DIRECTIONS FOR THIS TASK: The entries below are to be transcribed in full, without their images.
━━━ RECORD EXCERPTS
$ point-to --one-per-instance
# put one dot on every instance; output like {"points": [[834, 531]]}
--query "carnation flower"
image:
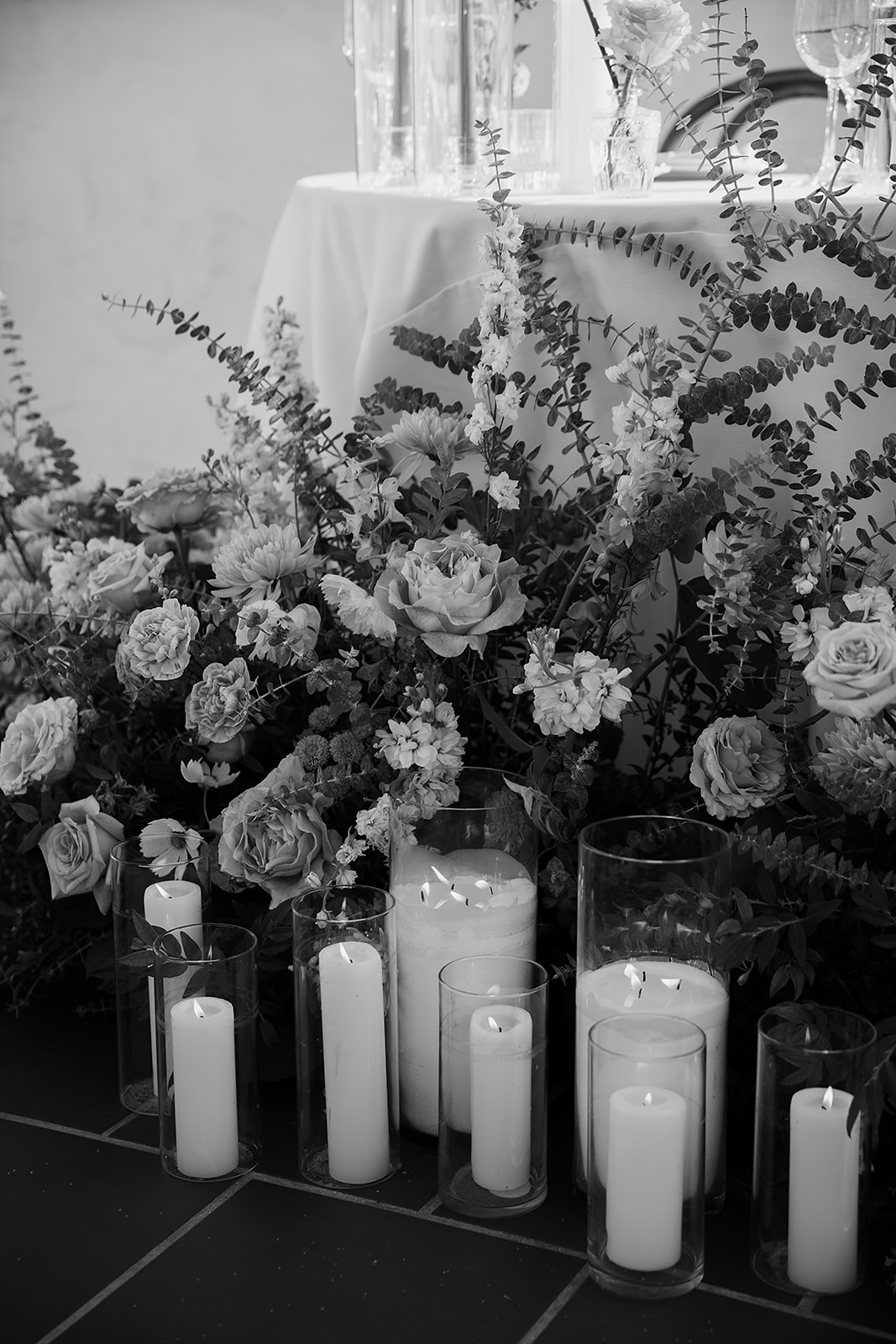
{"points": [[574, 698], [738, 765], [859, 768], [356, 609], [170, 846], [217, 706], [39, 746], [251, 564], [156, 644]]}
━━━━━━
ANSWER TO THIS PROBLEM:
$ point-to --one-per-instance
# put one dot on every instance; output like {"points": [[834, 531]]}
--query "carnation flower"
image:
{"points": [[574, 698], [738, 765], [859, 768], [356, 609], [170, 846], [217, 706], [39, 746], [251, 564], [156, 644]]}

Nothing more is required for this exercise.